__Raw records__
◇ ◇ ◇ ◇ ◇ ◇ ◇

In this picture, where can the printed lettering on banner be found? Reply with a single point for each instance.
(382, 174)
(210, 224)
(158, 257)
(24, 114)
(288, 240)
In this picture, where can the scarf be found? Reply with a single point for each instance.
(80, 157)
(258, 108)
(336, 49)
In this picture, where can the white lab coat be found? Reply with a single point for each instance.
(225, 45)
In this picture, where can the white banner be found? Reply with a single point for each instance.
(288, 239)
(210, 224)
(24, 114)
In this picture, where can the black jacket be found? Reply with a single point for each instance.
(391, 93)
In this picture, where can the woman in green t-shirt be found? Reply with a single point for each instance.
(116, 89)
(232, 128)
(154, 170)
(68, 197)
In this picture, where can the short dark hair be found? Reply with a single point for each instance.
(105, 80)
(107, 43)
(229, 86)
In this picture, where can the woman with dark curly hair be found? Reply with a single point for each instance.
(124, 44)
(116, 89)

◇ ◇ ◇ ◇ ◇ ◇ ◇

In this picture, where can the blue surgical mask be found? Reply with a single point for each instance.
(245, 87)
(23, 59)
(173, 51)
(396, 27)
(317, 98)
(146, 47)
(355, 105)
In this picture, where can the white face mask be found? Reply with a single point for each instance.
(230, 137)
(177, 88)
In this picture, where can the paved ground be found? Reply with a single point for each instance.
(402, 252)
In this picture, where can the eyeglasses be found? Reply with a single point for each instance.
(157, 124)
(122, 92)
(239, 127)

◇ ◇ ◇ ◇ ◇ ◇ ◇

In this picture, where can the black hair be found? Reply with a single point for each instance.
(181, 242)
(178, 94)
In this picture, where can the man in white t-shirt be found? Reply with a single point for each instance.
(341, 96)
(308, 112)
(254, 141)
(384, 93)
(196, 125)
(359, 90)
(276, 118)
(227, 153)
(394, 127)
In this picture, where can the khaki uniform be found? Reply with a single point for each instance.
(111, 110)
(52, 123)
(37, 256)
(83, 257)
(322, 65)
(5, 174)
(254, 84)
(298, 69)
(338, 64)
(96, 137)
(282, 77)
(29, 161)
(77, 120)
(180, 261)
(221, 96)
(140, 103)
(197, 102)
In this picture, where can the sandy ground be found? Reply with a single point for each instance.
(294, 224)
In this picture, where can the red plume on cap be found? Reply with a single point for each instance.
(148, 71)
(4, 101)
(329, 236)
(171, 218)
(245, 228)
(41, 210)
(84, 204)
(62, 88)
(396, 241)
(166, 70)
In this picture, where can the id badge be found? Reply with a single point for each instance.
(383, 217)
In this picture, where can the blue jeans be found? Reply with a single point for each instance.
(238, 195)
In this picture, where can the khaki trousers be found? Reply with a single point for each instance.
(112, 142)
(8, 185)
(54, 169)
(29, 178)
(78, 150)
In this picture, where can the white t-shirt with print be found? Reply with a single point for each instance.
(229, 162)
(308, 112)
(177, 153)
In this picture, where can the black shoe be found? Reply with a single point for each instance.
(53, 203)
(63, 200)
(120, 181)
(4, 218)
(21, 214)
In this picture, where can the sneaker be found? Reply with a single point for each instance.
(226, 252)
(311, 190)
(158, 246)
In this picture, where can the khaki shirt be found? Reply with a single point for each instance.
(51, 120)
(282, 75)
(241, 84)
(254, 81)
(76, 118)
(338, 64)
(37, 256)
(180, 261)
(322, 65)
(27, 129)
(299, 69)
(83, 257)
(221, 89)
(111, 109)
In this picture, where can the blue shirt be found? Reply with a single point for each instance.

◇ ◇ ◇ ◇ ◇ ◇ ◇

__Written task__
Please gather every line of the rows above that contains the word "dark" and list them.

__Task solution__
In this picture, where can the short dark hair be found? Reply with a single point for each instance.
In this picture, where can the woman with dark curly hair be found? Reply with a single point for each instance.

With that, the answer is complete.